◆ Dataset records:
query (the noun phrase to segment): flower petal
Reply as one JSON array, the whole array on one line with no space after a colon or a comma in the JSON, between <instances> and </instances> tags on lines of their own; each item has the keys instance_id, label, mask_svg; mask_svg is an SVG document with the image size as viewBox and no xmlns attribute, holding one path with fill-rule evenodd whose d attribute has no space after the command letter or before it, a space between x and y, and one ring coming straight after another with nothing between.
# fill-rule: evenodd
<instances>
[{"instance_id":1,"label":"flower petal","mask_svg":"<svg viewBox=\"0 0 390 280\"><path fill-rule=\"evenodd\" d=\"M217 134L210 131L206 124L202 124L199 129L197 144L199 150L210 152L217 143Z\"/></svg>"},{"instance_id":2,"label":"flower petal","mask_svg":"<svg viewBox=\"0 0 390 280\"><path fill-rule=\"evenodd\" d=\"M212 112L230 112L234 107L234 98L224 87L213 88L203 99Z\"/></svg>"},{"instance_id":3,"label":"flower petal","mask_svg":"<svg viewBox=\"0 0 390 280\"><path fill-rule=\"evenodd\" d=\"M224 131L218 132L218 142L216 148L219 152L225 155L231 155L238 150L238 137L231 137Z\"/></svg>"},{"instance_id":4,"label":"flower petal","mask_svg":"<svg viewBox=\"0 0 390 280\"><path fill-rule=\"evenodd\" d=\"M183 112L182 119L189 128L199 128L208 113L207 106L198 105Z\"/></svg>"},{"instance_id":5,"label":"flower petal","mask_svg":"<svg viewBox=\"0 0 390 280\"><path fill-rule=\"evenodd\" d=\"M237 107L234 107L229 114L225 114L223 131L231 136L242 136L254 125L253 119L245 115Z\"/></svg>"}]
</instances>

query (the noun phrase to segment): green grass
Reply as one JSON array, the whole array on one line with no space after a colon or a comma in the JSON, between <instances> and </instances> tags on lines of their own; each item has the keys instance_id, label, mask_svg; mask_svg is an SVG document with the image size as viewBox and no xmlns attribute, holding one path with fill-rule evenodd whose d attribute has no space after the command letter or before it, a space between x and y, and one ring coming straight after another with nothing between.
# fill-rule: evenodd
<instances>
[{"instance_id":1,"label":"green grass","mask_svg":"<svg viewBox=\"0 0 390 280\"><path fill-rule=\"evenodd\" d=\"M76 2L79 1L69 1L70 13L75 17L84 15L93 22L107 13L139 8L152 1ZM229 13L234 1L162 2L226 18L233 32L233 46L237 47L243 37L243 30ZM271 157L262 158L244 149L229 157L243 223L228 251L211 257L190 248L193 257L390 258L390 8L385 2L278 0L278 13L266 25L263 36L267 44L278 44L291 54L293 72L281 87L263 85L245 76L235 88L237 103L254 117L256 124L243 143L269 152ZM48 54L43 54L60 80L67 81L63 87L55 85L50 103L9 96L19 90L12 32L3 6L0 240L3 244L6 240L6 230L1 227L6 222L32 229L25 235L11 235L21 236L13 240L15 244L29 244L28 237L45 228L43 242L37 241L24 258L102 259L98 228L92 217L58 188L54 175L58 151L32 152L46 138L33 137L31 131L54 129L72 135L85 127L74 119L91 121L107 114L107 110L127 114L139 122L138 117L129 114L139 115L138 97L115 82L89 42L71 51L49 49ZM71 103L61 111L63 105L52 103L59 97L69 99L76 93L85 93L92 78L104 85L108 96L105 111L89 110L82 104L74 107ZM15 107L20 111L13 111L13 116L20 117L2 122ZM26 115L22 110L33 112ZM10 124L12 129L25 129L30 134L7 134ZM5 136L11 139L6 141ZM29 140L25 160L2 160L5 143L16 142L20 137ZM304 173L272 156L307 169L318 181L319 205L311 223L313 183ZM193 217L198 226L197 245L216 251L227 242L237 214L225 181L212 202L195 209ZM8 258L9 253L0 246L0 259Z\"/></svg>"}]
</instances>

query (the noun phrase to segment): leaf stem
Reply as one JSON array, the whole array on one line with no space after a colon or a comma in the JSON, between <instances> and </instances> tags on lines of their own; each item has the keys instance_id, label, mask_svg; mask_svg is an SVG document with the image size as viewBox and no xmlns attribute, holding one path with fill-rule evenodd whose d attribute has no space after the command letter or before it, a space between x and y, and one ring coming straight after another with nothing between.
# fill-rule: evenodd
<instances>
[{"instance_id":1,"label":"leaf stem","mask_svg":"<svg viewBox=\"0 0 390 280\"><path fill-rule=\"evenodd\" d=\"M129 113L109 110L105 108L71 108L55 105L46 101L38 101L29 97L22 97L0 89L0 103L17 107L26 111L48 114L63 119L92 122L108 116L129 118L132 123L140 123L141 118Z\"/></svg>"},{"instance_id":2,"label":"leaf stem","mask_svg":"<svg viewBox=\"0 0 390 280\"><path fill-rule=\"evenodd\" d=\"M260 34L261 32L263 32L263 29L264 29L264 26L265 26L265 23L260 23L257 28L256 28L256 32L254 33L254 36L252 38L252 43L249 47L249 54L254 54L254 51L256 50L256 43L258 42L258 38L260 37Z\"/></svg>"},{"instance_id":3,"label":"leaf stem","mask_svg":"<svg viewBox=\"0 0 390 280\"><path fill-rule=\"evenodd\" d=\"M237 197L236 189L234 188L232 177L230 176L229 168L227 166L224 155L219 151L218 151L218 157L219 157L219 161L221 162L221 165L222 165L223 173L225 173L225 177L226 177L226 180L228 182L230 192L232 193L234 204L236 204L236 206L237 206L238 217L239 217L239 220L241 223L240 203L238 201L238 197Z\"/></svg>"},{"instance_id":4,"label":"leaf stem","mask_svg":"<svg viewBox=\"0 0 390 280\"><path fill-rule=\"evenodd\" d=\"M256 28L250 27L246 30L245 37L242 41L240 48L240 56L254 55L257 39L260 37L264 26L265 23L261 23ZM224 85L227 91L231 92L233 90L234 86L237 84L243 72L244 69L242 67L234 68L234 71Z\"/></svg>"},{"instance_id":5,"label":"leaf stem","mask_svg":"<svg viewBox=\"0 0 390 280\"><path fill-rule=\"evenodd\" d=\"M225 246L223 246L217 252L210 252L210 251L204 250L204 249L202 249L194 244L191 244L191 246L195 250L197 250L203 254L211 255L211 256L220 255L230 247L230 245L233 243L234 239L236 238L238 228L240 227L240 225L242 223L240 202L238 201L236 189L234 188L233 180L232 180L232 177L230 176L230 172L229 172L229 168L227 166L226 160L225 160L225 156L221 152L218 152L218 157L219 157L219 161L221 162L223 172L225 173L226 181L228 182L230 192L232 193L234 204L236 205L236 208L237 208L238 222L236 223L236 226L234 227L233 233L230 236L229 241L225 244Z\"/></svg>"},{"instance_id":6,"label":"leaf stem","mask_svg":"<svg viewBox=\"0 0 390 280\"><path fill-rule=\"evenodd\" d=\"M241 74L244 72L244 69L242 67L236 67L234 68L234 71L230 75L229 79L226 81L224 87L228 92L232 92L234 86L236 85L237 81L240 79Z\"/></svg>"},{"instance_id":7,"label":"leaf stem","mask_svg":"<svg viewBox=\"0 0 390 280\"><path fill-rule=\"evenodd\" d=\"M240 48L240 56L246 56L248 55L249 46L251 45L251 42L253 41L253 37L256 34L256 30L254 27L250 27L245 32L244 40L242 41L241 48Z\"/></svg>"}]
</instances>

◆ WHAT YOU SHOULD DO: Each line above should be duplicated without any alteration.

◆ RESULT FOR THIS EXERCISE:
query (the noun phrase to segment): flower petal
Reply as one JSON array, the whole array on one line with no space after a colon or a comma in the JSON, between <instances> and </instances> tags on lines of their own; each item has the keys instance_id, label, mask_svg; mask_svg is an SVG document with the image size as viewBox and no xmlns attribute, holding one path with fill-rule evenodd whose d attribute has no space after the command letter or before it, a space between x and y, and one ring coming straight after another with nothing between.
# fill-rule: evenodd
<instances>
[{"instance_id":1,"label":"flower petal","mask_svg":"<svg viewBox=\"0 0 390 280\"><path fill-rule=\"evenodd\" d=\"M217 134L210 131L206 124L202 124L199 129L197 144L199 150L210 152L217 143Z\"/></svg>"},{"instance_id":2,"label":"flower petal","mask_svg":"<svg viewBox=\"0 0 390 280\"><path fill-rule=\"evenodd\" d=\"M212 112L230 112L234 107L234 98L224 87L213 88L203 99Z\"/></svg>"},{"instance_id":3,"label":"flower petal","mask_svg":"<svg viewBox=\"0 0 390 280\"><path fill-rule=\"evenodd\" d=\"M224 131L218 132L218 142L216 148L219 152L225 155L231 155L238 150L238 137L231 137Z\"/></svg>"},{"instance_id":4,"label":"flower petal","mask_svg":"<svg viewBox=\"0 0 390 280\"><path fill-rule=\"evenodd\" d=\"M183 112L182 119L189 128L199 128L208 113L207 106L198 105Z\"/></svg>"},{"instance_id":5,"label":"flower petal","mask_svg":"<svg viewBox=\"0 0 390 280\"><path fill-rule=\"evenodd\" d=\"M237 107L234 107L229 114L225 114L223 131L231 136L242 136L254 125L253 119L245 115Z\"/></svg>"}]
</instances>

query (the noun phrase to segment): green grass
Reply as one JSON array, the whole array on one line with no space after a colon or a comma in the JSON, between <instances> and </instances> tags on lines of their own; each item has the keys instance_id, label, mask_svg; mask_svg is an SVG document with the image size as viewBox and no xmlns attribute, holding one path with fill-rule evenodd whose d attribute has no space after the command letter or before it, a space between x and y, and one ring coming straight after another with nothing between.
# fill-rule: evenodd
<instances>
[{"instance_id":1,"label":"green grass","mask_svg":"<svg viewBox=\"0 0 390 280\"><path fill-rule=\"evenodd\" d=\"M76 2L79 1L69 1L70 13L75 17L84 15L93 22L107 13L139 8L152 1ZM229 13L234 1L162 2L226 18L233 32L233 46L237 47L243 37L243 30ZM271 157L262 158L244 149L229 157L243 223L228 251L211 257L190 248L193 257L390 258L390 8L385 2L278 0L278 13L266 25L263 36L267 44L278 44L291 54L293 72L281 87L263 85L245 76L235 88L237 103L254 117L256 124L243 143L269 152ZM48 54L43 54L60 80L67 81L63 87L55 85L50 103L9 96L19 90L12 32L3 6L0 240L3 244L6 240L6 230L1 227L6 222L32 229L25 235L11 235L21 236L13 240L15 244L29 244L28 237L45 228L43 242L37 241L24 258L102 259L98 228L92 217L58 188L54 175L58 151L32 152L46 138L33 137L31 131L54 129L72 135L85 127L74 119L91 121L107 114L107 110L127 114L139 122L138 117L129 114L139 115L138 97L115 82L89 42L71 51L49 49ZM71 103L61 111L63 105L52 103L59 97L69 99L76 93L85 93L92 78L104 85L108 96L105 111L89 110L82 104L74 107ZM15 107L20 111L13 111L13 116L20 117L2 122ZM26 115L22 110L33 112ZM10 124L12 129L25 129L30 134L7 134ZM5 136L11 139L6 141ZM29 140L25 160L2 160L5 143L16 142L20 137ZM304 173L272 156L307 169L318 181L319 205L311 223L313 183ZM193 217L198 226L197 245L216 251L227 242L237 214L225 181L212 202L195 209ZM8 258L9 253L0 246L0 259Z\"/></svg>"}]
</instances>

query (the noun phrase to segment): leaf stem
Reply as one JSON array, the whole array on one line with no space after a colon or a comma in the JSON, between <instances> and </instances> tags on lines of their own; each item has the keys instance_id, label, mask_svg; mask_svg is an SVG document with the image size as viewBox and no xmlns attribute, holding one path with fill-rule evenodd whose d attribute has no space after the command letter or before it, a space between x and y, and one ring coming straight after another with nothing between.
# fill-rule: evenodd
<instances>
[{"instance_id":1,"label":"leaf stem","mask_svg":"<svg viewBox=\"0 0 390 280\"><path fill-rule=\"evenodd\" d=\"M129 113L109 110L105 108L71 108L55 105L46 101L38 101L29 97L22 97L0 89L0 103L17 107L26 111L48 114L63 119L92 122L108 116L129 118L132 123L140 123L141 118Z\"/></svg>"},{"instance_id":2,"label":"leaf stem","mask_svg":"<svg viewBox=\"0 0 390 280\"><path fill-rule=\"evenodd\" d=\"M260 34L261 32L263 32L263 29L264 29L264 26L265 26L265 23L260 23L257 28L256 28L256 32L254 33L254 36L252 38L252 43L249 47L249 54L254 54L254 51L256 50L256 43L258 42L258 38L260 37Z\"/></svg>"},{"instance_id":3,"label":"leaf stem","mask_svg":"<svg viewBox=\"0 0 390 280\"><path fill-rule=\"evenodd\" d=\"M237 197L236 189L234 188L232 177L230 176L229 168L227 166L224 155L219 151L218 151L218 157L219 157L219 161L221 162L221 165L222 165L223 173L225 173L225 177L226 177L226 180L228 182L230 192L232 193L234 204L236 204L236 206L237 206L238 217L239 217L239 220L241 223L240 203L238 201L238 197Z\"/></svg>"},{"instance_id":4,"label":"leaf stem","mask_svg":"<svg viewBox=\"0 0 390 280\"><path fill-rule=\"evenodd\" d=\"M256 28L250 27L246 30L245 37L242 41L240 48L240 56L254 55L257 39L260 37L264 26L265 23L261 23ZM224 85L227 91L231 92L233 90L234 86L237 84L243 72L244 69L242 67L234 68L234 71Z\"/></svg>"},{"instance_id":5,"label":"leaf stem","mask_svg":"<svg viewBox=\"0 0 390 280\"><path fill-rule=\"evenodd\" d=\"M225 246L223 246L217 252L210 252L210 251L204 250L204 249L202 249L194 244L191 244L191 246L195 250L197 250L203 254L211 255L211 256L220 255L230 247L230 245L233 243L234 239L236 238L238 228L240 227L240 225L242 223L240 202L238 201L236 189L234 188L233 180L232 180L232 177L230 176L230 172L229 172L229 168L227 166L226 160L225 160L225 156L221 152L218 152L218 157L219 157L219 161L221 162L223 172L225 173L226 181L228 182L230 192L232 193L234 204L236 205L236 208L237 208L238 222L236 223L236 226L234 227L233 233L230 236L229 241L225 244Z\"/></svg>"},{"instance_id":6,"label":"leaf stem","mask_svg":"<svg viewBox=\"0 0 390 280\"><path fill-rule=\"evenodd\" d=\"M241 74L244 72L244 69L242 67L236 67L234 68L234 71L230 75L229 79L226 81L224 87L228 92L232 92L234 86L236 85L237 81L240 79Z\"/></svg>"},{"instance_id":7,"label":"leaf stem","mask_svg":"<svg viewBox=\"0 0 390 280\"><path fill-rule=\"evenodd\" d=\"M240 48L240 56L246 56L248 55L249 46L251 45L251 42L253 41L253 37L256 34L256 30L254 27L250 27L245 32L244 40L242 41L241 48Z\"/></svg>"}]
</instances>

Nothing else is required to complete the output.